_SET EXERCISE_
Convert every one of the following items into a numbered list, omitting any blank lines.

(Coordinate labeling data)
■ ■ ■ ■ ■
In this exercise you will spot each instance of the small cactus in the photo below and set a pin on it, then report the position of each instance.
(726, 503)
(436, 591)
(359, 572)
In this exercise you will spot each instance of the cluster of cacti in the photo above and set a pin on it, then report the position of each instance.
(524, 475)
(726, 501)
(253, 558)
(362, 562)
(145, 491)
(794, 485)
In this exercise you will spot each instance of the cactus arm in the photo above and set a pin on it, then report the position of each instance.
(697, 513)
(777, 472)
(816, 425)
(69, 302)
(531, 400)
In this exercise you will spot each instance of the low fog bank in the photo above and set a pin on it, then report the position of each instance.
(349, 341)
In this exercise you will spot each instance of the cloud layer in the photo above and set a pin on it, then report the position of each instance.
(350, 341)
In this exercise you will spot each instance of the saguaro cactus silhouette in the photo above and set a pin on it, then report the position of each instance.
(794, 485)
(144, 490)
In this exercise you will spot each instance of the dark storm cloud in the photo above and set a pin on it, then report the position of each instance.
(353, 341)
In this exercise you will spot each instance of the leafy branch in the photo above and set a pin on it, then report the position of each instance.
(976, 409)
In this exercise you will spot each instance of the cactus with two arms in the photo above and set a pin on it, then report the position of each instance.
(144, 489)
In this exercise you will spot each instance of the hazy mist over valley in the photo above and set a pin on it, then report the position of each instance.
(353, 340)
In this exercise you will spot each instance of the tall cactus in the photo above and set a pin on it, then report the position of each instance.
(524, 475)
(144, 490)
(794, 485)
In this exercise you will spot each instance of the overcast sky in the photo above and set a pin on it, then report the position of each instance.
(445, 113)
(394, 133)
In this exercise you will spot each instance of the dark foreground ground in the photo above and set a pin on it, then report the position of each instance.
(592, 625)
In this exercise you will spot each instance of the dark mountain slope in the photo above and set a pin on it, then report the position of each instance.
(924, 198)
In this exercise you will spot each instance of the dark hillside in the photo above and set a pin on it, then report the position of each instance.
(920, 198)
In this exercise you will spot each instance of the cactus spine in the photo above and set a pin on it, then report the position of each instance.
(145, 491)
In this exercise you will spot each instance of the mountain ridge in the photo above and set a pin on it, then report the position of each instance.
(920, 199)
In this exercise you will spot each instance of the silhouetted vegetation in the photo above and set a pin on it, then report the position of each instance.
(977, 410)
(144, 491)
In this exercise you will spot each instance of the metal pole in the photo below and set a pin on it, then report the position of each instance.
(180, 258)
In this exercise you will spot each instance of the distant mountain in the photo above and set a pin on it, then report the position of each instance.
■ ■ ■ ■ ■
_TASK ANSWER_
1. In this exercise you will spot each instance of the small cactus in the photo below and set a pin on it, then report the position of each instance.
2. (726, 503)
3. (436, 591)
4. (359, 572)
5. In this exercise you will spot each instance of the cluster of cacti in the photo above and set a pin on it, then report the position of each instance.
6. (524, 475)
7. (726, 501)
8. (253, 558)
9. (362, 562)
10. (145, 491)
11. (794, 485)
12. In this exercise you will spot each instance of the cactus arm in the photo above and set a pin on it, then report the position of each instance.
13. (697, 513)
14. (777, 472)
15. (816, 425)
16. (69, 302)
17. (531, 400)
18. In this exercise you will spot each instance of the low fog bank in the photo above and set a pin on it, then report the position of each instance.
19. (349, 341)
20. In this exercise you will spot each instance of the cloud layer in the photo above and set a pin on it, then report the position of each instance.
21. (350, 341)
22. In this exercise you will spot each instance of the saguaro cactus silhouette in the photo above and set a pin on it, then report the position of each instance.
23. (794, 485)
24. (144, 490)
25. In this exercise you will spot each instance of the dark storm cloud in the photo above and set a pin on it, then report the position of each instance.
26. (353, 341)
27. In this exercise you will spot each instance of the leafy branch in the photo above and set a pin on it, then report the position of each instance.
28. (976, 409)
29. In this exercise you will spot each instance of the cactus with two arms in the photo above and set a pin on it, then report the position of each instance.
30. (144, 489)
31. In this exercise you will spot each instance of the hazy mist over valley in the photo above and set a pin on it, then report the position of each instance.
32. (353, 340)
33. In this exercise you will spot each instance of the tall cactus in the photo above and set a pin on it, then report the position of each instance.
34. (524, 475)
35. (144, 490)
36. (794, 485)
37. In this exercise you will spot each instance of the overcast sky in the photo above and set a pin on it, then report the position of each instance.
38. (445, 113)
39. (394, 133)
40. In this exercise you will spot each instance of the dark foreground ground in the photo above and set a pin on it, then report the position of each instance.
41. (592, 625)
42. In this exercise you will spot each instance of the dark mountain slope in the photo above and set a pin on it, then report the position of each instance.
43. (924, 198)
44. In this exercise you will spot each instance of the dark hillside in the photo above and set a pin on it, then report the position of each instance.
45. (920, 198)
46. In this exercise you will spot each instance of the cactus spine in the photo above and set a pin on it, then report the position of each instance.
47. (145, 491)
48. In this exercise you will spot each instance of the mountain ridge in the photo above and set a pin on it, then report the position of each instance.
49. (920, 199)
50. In this exercise you will spot each instance of the silhouetted vegetation in the photo above and set a pin on it, then report the position of each instance.
51. (977, 410)
52. (144, 491)
53. In this exercise you will spot each instance of the metal pole in the photo below and set a pin on it, then report the position of each instance.
54. (180, 258)
55. In this exercise you will spot each instance of the distant mountain in the photo above and set a pin on it, then report the position of each instance.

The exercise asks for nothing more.